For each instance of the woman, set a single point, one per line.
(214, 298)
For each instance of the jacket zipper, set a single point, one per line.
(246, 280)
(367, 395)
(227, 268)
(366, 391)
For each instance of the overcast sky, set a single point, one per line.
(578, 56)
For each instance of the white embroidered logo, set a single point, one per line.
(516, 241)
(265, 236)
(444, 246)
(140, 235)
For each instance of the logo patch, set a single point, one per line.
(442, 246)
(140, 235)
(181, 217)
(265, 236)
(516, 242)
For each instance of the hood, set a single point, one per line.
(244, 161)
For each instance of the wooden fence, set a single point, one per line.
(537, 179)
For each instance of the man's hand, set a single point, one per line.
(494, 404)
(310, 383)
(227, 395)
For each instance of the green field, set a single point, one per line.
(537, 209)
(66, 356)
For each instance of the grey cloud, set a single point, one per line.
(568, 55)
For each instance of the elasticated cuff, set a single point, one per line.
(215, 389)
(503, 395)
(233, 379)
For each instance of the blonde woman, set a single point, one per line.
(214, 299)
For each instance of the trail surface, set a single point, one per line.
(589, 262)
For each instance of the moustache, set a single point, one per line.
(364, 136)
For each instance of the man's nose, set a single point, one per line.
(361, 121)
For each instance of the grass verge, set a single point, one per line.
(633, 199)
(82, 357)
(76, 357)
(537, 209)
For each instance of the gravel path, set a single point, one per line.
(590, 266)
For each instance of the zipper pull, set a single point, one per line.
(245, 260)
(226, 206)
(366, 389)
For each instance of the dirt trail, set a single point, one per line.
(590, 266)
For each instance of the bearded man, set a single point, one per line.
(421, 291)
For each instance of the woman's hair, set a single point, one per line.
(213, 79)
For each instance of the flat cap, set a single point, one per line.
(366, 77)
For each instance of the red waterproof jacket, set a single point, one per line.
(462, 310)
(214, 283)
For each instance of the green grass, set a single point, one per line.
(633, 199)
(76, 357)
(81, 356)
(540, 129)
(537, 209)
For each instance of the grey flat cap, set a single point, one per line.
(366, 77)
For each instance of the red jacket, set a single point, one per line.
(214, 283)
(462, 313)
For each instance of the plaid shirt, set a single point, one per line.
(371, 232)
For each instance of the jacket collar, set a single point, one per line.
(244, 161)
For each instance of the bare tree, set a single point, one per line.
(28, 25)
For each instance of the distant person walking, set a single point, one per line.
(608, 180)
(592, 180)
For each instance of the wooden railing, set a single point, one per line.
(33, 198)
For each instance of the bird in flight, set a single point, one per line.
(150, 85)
···
Copy every line of the listing above word for word, in the same order.

For each instance of the woman, set a single point, one per line.
(214, 298)
For each instance of the jacket zipper, set a single point, one per line.
(246, 280)
(367, 395)
(227, 268)
(366, 391)
For each instance of the overcast sky, set a single point, one per line.
(578, 56)
For each instance of the white embroidered logo, set a single point, one per line.
(516, 241)
(265, 236)
(444, 246)
(140, 235)
For each instance of the logo patch, set a single point, one per line.
(442, 246)
(140, 235)
(181, 217)
(265, 236)
(516, 242)
For each instance of the hood, set a single point, one per line.
(244, 161)
For each instance of the wooden fence, set a single point, one per line.
(537, 179)
For each instance of the man's hand, set a single point, one per line.
(494, 404)
(310, 383)
(227, 395)
For each instance of the green field, set a single point, one per line.
(537, 209)
(66, 356)
For each instance of the grey cloud, set a single point, one per line.
(568, 55)
For each instance of the elasticated cuff, set a single point, one per line.
(215, 389)
(503, 395)
(233, 379)
For each instance of the blonde woman, set a single point, one per line.
(214, 299)
For each instance of the trail surface, set a single point, one per line.
(589, 262)
For each instance of the moustache, set a single point, one per line.
(364, 136)
For each instance of the man's nose, set a single point, one per line.
(361, 121)
For each instance of the grass verge, set a single point, one per line.
(633, 199)
(82, 357)
(76, 357)
(537, 209)
For each instance of the gravel path, set a single point, one per line.
(590, 266)
For each instance of the zipper pull, set a single point, one per line.
(245, 260)
(226, 206)
(366, 389)
For each instance of the dirt trail, set a single point, one per line.
(590, 266)
For each instance of the bearded man, set a single point, one per line.
(421, 291)
For each instance of the woman's hair, set a single point, one per line.
(213, 79)
For each instance of the flat cap, set a single point, one per line.
(366, 77)
For each instance of the red waterproof jacket, set a single point, one per line.
(462, 310)
(214, 283)
For each instance of the green grass, set a single point, one per line.
(633, 199)
(76, 357)
(81, 356)
(540, 129)
(537, 209)
For each instance of the grey flat cap, set a single point, one per line.
(366, 77)
For each instance of the red jacket, set a single point, one per line.
(214, 283)
(462, 313)
For each instance of the plaid shirt, set a single point, one per line.
(371, 232)
For each instance of the jacket collar, set a single point, one per line.
(244, 161)
For each instance of the bare tree, set a single point, one per line.
(28, 25)
For each instance of the distant person walking, set a single point, one per line.
(608, 180)
(592, 180)
For each instance of the wooden railing, set a single point, one per line.
(33, 198)
For each instance of the bird in flight, set a single point, one per line.
(150, 85)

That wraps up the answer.